▶ Task requirements
1. Summarize the article on the Russia report in two sentences.
2. Output everything in the article on the Russia report from "Then let’s consider" down to "for his backbenchers.", copied word for word.

▶ Provided passage
>> BEGIN
The establishment seems content to live on past glories and turn a blind eye to foreign meddling and dirty money

British Prime Minister Boris Johnson claims that when it comes to Russia ‘there is no country that is more vigilant in the Western world’. Picture: Getty Images
British Prime Minister Boris Johnson claims that when it comes to Russia ‘there is no country that is more vigilant in the Western world’. Picture: Getty Images

THE face staring back at us out of the finally published Russia report is not Vladimir Putin’s, it’s ours. We knew, after all, that Russia had become a semi-authoritarian kleptocracy with a significant interest in undermining Western institutions. But what we discover in the saga of the report’s production and in its contents, is what we’ve become. We are Dorian Gray and this is our portrait.

Let’s start with the publication. The report of the intelligence and security committee was ready last October. That it was held over until this week, nine months later, was entirely the choice of British Prime Minister Boris Johnson. When asked about the delay, No 10 said there was “no set timetable” for publication and that the British government had taken “an appropriate amount of time to consider it”. In other words, had Johnson so chosen, we could have seen it last autumn.

In the US, where the implications of the Mueller report into Russian interference in the 2016 presidential election were much more serious, the report was delivered in March last year and published less than four weeks later. Four weeks versus nine months. Consider that when Johnson next tells the House, as he did on Wednesday, that when it comes to Russia, “there is no country that is more vigilant in the Western world ... It is the UK that leads the way”.

And even then publication only happened after the government had failed to get its placeman, Chris Grayling, elected as chairman of the committee. A reverse it responded to by petulantly withdrawing the whip from the man who was chosen by his peers, Julian Lewis.

Then let’s consider what is not in the report. US intelligence helped Mueller to uncover a network of Russian agents, directed from Moscow and often using social media to intervene against Hillary Clinton in 2016. When the original ISC requested to understand from British intelligence whether anything similar had happened in British votes, such as the referendums of 2014 and 2016, they were essentially told that these services hadn’t looked and therefore didn’t know.

MI5 supplied six lines of text on the subject, most of it from academic sources. This absence was parlayed by Johnson in Prime Minister’s Questions — the equivalent of the Australian parliament’s Question Time — into the fraudulent suggestion that British intelligence had looked and had found nothing. Well, it worked for his backbenchers.

So it has taken nine months to discover that we don’t know something that our allies, the Americans, certainly thought they needed to know. And we didn’t know it because we didn’t ask. Explanations for this lack of curiosity have varied from pleading lack of resources to the allegation of political interference. Neither convinces me, for reasons I’ll come on to.

There was quite a lot of other stuff in the report. We allow foreign agents free rein to go around spying as long as they don’t do anything actually illegal. And it turns out that the Official Secrets Act is “not fit for purpose” and hasn’t been for well over a decade. And guess what? Countries like the US and Australia already had systems in place to deal with some of this. But not the most vigilant country in the world.
>> END
▶ Excerpted data
>> BEGIN
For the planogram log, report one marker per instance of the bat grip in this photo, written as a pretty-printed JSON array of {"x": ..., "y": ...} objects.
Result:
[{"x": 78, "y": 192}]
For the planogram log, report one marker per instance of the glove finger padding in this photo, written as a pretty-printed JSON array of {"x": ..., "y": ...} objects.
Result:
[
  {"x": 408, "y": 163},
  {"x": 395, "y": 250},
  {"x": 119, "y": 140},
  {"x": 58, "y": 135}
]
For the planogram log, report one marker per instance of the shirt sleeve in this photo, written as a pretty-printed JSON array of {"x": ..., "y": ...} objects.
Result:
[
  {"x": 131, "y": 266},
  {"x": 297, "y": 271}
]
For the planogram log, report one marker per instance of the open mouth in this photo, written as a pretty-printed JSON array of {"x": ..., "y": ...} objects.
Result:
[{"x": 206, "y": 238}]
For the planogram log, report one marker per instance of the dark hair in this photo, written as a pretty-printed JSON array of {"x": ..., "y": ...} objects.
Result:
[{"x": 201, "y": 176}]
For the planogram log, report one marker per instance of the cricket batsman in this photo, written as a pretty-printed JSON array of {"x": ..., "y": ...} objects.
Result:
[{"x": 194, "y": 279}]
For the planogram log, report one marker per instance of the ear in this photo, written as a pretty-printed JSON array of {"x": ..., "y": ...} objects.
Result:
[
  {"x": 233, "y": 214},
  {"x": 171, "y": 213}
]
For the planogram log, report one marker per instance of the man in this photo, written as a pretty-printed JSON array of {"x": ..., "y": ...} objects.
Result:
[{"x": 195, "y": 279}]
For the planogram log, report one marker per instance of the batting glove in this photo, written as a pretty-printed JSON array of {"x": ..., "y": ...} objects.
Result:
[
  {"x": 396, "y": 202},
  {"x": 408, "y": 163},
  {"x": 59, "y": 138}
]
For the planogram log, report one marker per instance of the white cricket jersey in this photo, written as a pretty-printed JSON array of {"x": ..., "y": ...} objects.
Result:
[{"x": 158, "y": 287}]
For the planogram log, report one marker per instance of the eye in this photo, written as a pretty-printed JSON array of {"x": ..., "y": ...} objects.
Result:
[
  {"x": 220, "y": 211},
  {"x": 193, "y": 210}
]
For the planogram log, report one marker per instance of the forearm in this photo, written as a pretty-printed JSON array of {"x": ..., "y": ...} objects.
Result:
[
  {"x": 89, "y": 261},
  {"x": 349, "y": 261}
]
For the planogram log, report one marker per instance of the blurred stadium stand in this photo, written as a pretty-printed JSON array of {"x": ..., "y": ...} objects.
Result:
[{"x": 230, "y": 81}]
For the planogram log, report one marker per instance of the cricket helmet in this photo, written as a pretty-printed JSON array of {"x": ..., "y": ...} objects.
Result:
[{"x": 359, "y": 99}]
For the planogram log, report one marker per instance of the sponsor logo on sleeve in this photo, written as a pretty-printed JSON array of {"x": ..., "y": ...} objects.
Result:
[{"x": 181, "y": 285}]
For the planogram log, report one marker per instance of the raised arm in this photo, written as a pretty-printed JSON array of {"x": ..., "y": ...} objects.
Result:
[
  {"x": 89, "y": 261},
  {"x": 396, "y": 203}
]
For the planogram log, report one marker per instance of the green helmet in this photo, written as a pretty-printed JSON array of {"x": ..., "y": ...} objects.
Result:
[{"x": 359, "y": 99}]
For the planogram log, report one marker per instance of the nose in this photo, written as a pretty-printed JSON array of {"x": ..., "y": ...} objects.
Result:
>> END
▶ Task responses
1. The writer argues that the Russia report shows more about Britain than about Russia, pointing out that Boris Johnson held back its publication for nine months, while the Mueller report in the US was published less than four weeks after delivery. The report also reveals that British intelligence never looked into whether Russia interfered in votes such as the 2014 and 2016 referendums, that foreign agents can spy freely as long as they break no law, and that the Official Secrets Act has not been fit for purpose for well over a decade.

2.
Then let’s consider what is not in the report. US intelligence helped Mueller to uncover a network of Russian agents, directed from Moscow and often using social media to intervene against Hillary Clinton in 2016. When the original ISC requested to understand from British intelligence whether anything similar had happened in British votes, such as the referendums of 2014 and 2016, they were essentially told that these services hadn’t looked and therefore didn’t know.

MI5 supplied six lines of text on the subject, most of it from academic sources. This absence was parlayed by Johnson in Prime Minister’s Questions — the equivalent of the Australian parliament’s Question Time — into the fraudulent suggestion that British intelligence had looked and had found nothing. Well, it worked for his backbenchers.